* [What to produce] Copy out all lines in the data below containing the string "helpful".

Entries taken from a collection
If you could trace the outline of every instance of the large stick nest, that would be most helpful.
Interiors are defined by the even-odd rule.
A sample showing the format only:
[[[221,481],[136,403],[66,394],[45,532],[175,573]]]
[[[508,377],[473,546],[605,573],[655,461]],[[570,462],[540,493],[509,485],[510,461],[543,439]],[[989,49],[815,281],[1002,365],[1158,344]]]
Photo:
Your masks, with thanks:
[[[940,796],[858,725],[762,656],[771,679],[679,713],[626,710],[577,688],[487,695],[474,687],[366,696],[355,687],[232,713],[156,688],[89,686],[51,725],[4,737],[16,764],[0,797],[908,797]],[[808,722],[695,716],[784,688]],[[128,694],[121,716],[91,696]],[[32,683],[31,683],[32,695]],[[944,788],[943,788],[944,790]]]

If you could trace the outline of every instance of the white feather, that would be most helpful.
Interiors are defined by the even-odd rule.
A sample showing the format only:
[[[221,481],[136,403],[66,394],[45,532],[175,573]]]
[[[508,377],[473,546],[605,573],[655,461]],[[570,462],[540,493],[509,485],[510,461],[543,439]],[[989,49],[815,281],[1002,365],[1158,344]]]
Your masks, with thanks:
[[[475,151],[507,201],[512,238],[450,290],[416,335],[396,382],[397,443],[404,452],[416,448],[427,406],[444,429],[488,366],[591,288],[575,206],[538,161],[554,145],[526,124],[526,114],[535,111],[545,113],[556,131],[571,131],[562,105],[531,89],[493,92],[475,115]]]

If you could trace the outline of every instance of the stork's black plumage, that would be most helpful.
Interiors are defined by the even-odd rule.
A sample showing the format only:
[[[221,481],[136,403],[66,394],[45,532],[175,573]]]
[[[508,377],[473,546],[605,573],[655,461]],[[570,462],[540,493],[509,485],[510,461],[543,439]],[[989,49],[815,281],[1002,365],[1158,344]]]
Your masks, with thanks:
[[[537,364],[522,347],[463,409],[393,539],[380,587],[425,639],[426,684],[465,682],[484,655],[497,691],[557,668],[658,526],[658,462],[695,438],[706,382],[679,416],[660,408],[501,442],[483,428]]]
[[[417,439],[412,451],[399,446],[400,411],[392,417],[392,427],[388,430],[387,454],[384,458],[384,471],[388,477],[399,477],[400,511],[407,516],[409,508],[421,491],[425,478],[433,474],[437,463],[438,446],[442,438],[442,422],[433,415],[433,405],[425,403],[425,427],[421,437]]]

* [Result]
If you could trace the outline of every instance of the large stick nest, that would be most helpful.
If you could trace the outline of every instance of the white feather, that would be most helpful.
If you could trace the outline of every instance of the stork's black plumage, that would be most helpful.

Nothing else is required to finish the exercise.